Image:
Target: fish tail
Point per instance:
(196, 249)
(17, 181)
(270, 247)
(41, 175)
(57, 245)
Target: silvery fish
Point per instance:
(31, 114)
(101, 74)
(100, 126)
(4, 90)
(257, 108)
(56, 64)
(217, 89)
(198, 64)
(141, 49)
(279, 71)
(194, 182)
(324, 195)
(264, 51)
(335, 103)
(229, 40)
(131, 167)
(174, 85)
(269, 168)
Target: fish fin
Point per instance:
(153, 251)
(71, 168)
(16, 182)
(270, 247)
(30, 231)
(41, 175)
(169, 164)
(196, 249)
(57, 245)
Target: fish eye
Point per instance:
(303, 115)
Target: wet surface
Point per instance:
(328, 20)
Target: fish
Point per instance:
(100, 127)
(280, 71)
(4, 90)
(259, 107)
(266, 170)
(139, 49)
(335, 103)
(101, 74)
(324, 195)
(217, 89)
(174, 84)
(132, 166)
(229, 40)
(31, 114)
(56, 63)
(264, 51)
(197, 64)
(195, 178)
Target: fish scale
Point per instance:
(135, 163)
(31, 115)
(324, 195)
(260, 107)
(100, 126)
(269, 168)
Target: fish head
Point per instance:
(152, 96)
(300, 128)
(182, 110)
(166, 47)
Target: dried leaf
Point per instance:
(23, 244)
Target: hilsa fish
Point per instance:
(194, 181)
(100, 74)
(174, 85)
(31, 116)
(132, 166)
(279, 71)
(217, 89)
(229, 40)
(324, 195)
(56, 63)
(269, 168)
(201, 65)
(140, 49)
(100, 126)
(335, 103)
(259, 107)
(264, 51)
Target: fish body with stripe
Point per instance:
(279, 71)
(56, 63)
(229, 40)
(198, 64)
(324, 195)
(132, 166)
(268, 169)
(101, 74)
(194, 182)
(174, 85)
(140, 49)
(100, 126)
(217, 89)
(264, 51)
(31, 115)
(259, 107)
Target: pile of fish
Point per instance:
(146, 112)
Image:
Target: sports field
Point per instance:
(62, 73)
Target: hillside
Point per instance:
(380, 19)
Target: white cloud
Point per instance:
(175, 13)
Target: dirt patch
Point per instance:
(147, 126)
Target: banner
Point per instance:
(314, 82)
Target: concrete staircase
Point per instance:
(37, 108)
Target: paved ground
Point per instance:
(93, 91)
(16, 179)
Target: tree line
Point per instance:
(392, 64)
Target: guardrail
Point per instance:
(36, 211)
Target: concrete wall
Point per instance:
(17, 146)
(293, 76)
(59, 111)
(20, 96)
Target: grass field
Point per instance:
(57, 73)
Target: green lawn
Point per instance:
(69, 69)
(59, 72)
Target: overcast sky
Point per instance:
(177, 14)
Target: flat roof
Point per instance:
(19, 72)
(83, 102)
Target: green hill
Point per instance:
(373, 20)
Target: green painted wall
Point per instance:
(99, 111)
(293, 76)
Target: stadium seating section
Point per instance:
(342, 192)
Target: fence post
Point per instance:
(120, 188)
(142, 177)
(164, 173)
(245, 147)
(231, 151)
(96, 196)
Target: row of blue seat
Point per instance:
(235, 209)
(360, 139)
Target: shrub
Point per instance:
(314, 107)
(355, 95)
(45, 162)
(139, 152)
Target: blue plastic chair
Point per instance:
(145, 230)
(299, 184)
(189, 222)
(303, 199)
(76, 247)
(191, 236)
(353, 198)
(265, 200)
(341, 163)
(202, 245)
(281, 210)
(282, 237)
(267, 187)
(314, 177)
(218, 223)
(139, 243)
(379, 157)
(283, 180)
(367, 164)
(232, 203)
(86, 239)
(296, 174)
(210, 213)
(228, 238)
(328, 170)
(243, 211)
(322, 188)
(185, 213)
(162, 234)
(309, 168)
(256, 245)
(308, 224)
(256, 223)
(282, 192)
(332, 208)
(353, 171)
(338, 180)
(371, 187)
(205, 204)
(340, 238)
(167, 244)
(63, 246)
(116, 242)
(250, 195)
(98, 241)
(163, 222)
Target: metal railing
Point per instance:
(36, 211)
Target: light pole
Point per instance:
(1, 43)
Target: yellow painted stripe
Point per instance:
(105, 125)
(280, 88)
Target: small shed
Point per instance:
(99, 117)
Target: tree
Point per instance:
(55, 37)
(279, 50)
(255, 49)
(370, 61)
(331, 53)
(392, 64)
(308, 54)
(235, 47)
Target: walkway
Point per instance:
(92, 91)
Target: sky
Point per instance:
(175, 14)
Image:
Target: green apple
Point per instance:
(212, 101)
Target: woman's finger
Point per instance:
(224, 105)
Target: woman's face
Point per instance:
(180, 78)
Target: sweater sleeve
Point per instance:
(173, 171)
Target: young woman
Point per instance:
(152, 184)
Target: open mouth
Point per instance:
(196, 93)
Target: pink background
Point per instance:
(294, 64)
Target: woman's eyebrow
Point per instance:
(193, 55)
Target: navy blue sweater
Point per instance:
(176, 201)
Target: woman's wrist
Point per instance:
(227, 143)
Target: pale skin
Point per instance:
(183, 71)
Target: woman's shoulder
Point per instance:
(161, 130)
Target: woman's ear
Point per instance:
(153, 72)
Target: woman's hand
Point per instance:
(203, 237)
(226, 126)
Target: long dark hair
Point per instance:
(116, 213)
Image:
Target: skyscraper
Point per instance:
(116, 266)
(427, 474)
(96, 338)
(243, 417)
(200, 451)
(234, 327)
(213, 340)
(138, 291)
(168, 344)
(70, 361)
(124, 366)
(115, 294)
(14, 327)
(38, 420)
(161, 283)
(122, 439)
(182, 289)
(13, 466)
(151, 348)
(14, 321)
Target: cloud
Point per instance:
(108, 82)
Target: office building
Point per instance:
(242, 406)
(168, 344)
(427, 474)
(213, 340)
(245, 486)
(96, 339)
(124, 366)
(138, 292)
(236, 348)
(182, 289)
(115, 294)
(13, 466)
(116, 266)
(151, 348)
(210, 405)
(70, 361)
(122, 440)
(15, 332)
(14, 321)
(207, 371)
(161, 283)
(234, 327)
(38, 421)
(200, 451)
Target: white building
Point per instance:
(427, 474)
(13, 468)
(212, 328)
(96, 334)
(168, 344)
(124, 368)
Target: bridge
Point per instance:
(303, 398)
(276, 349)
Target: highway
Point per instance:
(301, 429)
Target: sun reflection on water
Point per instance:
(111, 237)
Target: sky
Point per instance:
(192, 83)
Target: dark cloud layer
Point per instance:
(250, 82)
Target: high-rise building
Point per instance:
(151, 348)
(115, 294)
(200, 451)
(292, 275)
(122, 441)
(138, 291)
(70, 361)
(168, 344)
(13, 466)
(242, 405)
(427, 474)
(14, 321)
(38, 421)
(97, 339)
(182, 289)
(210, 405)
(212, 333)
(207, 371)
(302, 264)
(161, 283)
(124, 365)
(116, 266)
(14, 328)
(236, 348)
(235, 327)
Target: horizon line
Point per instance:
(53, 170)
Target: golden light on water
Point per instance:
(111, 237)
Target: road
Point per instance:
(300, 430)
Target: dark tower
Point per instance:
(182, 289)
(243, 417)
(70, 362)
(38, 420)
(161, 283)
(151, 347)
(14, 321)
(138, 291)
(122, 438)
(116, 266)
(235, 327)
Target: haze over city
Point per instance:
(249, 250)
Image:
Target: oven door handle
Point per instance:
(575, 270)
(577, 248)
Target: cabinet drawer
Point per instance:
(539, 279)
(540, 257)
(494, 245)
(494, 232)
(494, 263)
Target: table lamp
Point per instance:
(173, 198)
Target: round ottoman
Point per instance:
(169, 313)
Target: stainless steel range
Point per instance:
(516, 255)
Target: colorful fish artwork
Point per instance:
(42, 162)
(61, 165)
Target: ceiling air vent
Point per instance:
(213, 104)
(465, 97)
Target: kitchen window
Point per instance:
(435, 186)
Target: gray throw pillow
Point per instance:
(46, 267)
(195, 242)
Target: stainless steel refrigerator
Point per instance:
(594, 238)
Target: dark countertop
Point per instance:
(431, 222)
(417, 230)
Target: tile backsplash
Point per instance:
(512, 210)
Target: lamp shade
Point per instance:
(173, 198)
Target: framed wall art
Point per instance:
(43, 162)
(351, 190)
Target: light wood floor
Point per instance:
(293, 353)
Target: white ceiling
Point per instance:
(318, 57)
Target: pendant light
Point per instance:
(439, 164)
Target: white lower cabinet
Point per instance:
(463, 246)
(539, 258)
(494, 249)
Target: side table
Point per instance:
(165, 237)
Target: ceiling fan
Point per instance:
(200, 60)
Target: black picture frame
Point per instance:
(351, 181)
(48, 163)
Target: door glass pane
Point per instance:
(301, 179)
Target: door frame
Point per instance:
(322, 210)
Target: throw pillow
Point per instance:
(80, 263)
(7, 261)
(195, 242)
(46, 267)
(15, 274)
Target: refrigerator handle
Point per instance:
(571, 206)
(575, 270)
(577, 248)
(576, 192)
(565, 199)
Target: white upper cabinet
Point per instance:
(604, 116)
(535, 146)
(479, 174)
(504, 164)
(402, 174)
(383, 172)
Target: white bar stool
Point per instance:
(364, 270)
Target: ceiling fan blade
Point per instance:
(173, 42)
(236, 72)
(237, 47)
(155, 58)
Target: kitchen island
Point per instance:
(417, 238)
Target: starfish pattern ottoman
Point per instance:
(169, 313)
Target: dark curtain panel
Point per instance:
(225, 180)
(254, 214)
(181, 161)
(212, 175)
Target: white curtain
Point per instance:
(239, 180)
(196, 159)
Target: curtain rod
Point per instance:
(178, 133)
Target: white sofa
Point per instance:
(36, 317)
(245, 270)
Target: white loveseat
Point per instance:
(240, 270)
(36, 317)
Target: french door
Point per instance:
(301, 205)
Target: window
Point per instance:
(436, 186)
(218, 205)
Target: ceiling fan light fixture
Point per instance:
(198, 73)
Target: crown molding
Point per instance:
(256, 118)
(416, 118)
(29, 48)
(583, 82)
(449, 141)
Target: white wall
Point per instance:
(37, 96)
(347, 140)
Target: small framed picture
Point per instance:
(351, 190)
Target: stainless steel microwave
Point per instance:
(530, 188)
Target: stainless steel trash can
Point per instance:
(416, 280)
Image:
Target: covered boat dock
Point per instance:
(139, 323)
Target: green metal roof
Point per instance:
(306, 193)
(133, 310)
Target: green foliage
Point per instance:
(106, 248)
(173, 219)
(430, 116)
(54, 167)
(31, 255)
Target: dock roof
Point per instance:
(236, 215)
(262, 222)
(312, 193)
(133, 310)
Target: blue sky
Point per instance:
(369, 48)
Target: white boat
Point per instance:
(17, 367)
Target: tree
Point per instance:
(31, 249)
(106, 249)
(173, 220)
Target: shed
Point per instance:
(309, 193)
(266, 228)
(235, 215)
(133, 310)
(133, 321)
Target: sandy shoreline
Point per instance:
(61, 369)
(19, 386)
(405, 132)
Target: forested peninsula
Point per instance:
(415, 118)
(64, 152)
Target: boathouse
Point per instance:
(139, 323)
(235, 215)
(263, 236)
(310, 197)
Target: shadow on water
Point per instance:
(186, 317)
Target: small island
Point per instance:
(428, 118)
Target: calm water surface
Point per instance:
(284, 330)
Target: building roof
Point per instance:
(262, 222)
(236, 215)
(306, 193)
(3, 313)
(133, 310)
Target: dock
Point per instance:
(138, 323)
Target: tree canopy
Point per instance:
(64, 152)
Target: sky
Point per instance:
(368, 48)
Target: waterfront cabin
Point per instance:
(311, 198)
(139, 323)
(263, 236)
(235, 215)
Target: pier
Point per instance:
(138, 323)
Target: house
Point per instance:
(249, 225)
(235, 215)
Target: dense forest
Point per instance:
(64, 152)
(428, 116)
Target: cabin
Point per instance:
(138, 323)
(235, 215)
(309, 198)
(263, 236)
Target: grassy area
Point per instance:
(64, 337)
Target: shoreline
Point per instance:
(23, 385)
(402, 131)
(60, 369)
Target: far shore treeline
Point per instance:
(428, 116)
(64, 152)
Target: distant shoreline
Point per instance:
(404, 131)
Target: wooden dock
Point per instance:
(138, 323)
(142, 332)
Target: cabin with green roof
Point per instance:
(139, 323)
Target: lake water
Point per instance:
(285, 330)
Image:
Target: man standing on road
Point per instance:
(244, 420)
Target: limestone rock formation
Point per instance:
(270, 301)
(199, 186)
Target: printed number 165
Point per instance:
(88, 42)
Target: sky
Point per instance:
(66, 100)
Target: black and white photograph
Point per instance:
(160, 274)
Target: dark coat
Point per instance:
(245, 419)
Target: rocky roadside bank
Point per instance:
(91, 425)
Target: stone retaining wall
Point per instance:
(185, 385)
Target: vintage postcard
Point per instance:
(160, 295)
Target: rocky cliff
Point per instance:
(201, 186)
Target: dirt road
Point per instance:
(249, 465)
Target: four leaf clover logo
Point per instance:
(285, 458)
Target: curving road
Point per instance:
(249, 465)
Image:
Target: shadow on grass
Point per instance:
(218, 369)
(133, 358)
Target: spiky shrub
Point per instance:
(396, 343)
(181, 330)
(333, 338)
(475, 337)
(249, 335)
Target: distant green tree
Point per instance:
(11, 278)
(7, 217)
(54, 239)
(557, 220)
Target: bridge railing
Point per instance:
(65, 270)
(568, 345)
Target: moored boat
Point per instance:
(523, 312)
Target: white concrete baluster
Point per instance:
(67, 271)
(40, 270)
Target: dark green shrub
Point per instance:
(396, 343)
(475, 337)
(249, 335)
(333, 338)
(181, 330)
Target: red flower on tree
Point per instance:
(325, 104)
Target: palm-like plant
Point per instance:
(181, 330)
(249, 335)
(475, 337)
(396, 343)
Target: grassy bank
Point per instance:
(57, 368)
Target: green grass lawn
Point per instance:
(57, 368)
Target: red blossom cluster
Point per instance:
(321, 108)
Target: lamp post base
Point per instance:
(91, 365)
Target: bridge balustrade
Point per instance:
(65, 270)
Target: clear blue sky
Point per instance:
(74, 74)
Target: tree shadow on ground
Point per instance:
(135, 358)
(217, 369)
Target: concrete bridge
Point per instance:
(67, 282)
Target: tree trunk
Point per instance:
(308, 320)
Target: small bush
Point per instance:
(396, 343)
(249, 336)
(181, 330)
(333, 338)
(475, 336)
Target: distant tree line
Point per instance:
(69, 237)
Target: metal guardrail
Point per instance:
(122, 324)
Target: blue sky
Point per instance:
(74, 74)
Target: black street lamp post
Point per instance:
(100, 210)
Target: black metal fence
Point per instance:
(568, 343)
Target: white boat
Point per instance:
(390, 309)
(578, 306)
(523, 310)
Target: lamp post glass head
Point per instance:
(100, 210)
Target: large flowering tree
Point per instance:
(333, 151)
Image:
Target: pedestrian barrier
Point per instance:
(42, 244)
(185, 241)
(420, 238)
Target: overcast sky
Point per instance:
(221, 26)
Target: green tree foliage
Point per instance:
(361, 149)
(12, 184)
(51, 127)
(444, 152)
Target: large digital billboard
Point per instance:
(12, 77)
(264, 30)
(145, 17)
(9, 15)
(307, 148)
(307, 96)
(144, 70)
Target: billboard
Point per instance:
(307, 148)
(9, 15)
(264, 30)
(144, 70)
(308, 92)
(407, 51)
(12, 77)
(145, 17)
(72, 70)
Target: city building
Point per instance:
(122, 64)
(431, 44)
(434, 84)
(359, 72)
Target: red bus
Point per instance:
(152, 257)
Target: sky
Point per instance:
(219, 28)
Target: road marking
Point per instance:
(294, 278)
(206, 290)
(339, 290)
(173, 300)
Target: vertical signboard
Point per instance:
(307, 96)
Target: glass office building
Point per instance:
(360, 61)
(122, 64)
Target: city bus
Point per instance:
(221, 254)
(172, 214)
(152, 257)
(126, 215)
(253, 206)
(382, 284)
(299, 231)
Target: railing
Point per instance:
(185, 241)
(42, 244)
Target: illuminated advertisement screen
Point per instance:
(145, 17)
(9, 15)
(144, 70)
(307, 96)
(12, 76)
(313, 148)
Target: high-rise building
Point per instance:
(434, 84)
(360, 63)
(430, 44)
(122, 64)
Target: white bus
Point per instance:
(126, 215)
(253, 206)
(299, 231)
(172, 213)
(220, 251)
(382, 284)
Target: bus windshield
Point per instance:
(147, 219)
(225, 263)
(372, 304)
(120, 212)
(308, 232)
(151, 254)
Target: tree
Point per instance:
_____
- Activity:
Nothing but the lines from the first line of the listing above through the line holding "Target: silvery fish" should be reproduced, and each must match exactly.

- Answer section:
Image:
Target: fish tail
Point per instance:
(196, 249)
(17, 181)
(270, 247)
(41, 175)
(57, 245)
Target: silvery fish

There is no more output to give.